Task brief:
Output all records precisely as written.
:::
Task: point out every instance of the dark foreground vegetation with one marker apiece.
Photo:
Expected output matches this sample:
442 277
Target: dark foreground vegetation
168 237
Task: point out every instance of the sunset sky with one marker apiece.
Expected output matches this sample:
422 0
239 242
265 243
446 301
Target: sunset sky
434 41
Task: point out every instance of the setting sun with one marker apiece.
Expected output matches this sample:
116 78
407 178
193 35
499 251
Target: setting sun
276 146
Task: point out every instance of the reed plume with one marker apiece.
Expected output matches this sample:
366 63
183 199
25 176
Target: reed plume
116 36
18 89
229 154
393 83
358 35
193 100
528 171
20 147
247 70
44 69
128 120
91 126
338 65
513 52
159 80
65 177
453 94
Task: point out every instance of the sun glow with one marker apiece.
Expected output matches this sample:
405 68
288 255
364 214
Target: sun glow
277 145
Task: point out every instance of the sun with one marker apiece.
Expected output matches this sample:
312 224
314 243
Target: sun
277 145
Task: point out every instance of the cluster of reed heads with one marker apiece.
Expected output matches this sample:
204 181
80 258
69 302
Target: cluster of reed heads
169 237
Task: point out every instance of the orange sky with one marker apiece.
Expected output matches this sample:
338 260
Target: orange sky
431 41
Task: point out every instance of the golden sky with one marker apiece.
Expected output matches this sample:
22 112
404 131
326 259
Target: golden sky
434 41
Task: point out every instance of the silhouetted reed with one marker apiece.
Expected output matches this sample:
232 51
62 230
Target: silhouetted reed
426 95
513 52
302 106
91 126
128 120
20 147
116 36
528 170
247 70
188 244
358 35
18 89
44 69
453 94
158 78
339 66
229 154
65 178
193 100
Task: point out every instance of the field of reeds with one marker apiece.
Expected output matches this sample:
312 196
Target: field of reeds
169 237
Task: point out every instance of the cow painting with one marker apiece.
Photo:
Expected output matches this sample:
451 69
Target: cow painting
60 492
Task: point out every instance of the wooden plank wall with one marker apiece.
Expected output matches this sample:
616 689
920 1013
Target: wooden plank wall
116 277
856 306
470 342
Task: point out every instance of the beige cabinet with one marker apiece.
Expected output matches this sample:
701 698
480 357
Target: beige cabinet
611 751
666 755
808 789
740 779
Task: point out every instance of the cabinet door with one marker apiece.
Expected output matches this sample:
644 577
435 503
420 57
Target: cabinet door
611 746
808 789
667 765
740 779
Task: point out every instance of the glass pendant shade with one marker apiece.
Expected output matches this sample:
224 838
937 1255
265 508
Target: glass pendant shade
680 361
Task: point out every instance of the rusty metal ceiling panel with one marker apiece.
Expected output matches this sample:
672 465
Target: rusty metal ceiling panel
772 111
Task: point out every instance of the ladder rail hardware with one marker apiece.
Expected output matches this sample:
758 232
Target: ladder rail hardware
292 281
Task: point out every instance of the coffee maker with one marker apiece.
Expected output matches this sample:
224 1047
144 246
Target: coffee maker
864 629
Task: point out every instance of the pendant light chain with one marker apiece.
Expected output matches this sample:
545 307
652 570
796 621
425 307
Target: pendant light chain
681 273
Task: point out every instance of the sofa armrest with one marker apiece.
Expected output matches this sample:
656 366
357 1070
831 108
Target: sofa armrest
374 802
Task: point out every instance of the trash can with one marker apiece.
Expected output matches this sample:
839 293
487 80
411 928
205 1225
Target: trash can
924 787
:::
Full solution:
Task: point out every instance of the dark foreground vegetation with one marker apiece.
Photo:
Expected output matches this sample:
442 277
Target: dark foreground vegetation
168 237
Task: point out every instance of the sunset sky with one marker apiece.
Expected output matches this sample:
422 0
239 242
265 243
446 301
Target: sunset sky
434 41
Task: point out every instance of the setting sun with one marker apiece.
Expected output matches this sample:
116 78
407 178
193 35
499 251
Target: setting sun
276 146
Task: point out every instance of the reed plume with one marker apiece.
Expected output matches this sample:
366 63
183 199
25 176
Target: reed plume
116 36
18 89
229 154
393 83
358 35
193 100
528 171
20 147
247 70
44 69
128 120
91 126
338 65
513 52
159 80
65 177
453 94
Task: point out every instance of the sun glow with one marker apiece.
Expected output matches this sample:
405 68
288 255
364 214
Target: sun glow
277 145
Task: point out every instance of the sun with one marker apiece.
Expected output matches this sample:
312 224
314 243
Target: sun
277 145
Task: point out every instance of the cluster of reed heads with one marker apiece.
Expected output matches this sample:
204 181
80 258
69 302
Target: cluster of reed heads
169 237
Task: point out every instance of the orange sky with one marker apiece.
Expected output matches this sample:
338 260
Target: orange sky
431 41
Task: point out every instance of the golden sky with one marker apiece.
Expected output matches this sample:
22 112
404 131
326 259
Target: golden sky
434 41
Task: point out every instance of the silhouetted reed with one marker apiece.
Expected output matches this sample:
232 51
62 230
Target: silhouetted reed
426 95
513 52
302 106
91 126
128 120
20 147
116 36
528 170
247 70
188 244
358 35
18 89
44 69
453 94
158 78
339 66
229 154
65 178
193 100
Task: point out every instance of the field of reeds with one marker apiece.
Expected output matches this sample:
312 196
Target: field of reeds
169 237
Task: point out every instance of the cow painting with one marker apiece.
Photo:
Expected output matches this sample:
451 69
Target: cow painting
60 492
Task: point out every instance of the wooden plank wall with one marker apiece.
Expected output matches this sample:
616 689
920 1013
Target: wooden plank wall
116 277
856 306
470 342
Task: point out every instance of the beige cabinet with one marker apiece.
Expected output matches this sample:
701 698
480 357
Target: beige cabinet
611 751
666 755
808 789
740 779
Task: point out every instance of the cabinet door with one marker apiece.
Expected output matches this sample:
644 577
435 503
420 57
Target: cabinet door
611 746
808 789
667 765
740 779
Task: point out every instance of the glass pendant shade with one marker apiece.
Expected output matches this sample:
224 838
937 1255
265 508
Target: glass pendant shade
680 361
Task: point out every instance of the rusty metal ceiling panel with one marker apiece.
Expected output matches this sample:
672 465
Target: rusty metal ceiling panel
772 111
Task: point out every instance of the ladder rail hardware with one marker apiece.
Expected output matches this sample:
758 232
Target: ladder rail hardware
292 281
Task: point out every instance of the coffee maker with one marker apiece.
Expected output matches this sample:
224 1047
144 246
Target: coffee maker
864 629
Task: point out every instance of the pendant light chain with one marker apiece.
Expected output matches this sample:
545 307
652 570
796 621
425 307
Target: pendant light chain
681 273
Task: point out every instance of the sofa armrest with one marker apiece.
Expected output matches this sample:
656 366
357 1070
831 108
Target: sofa armrest
374 802
Task: point out every instance of the trash can with one marker apiece.
Expected output matches this sample:
839 293
487 80
411 928
205 1225
Target: trash can
924 787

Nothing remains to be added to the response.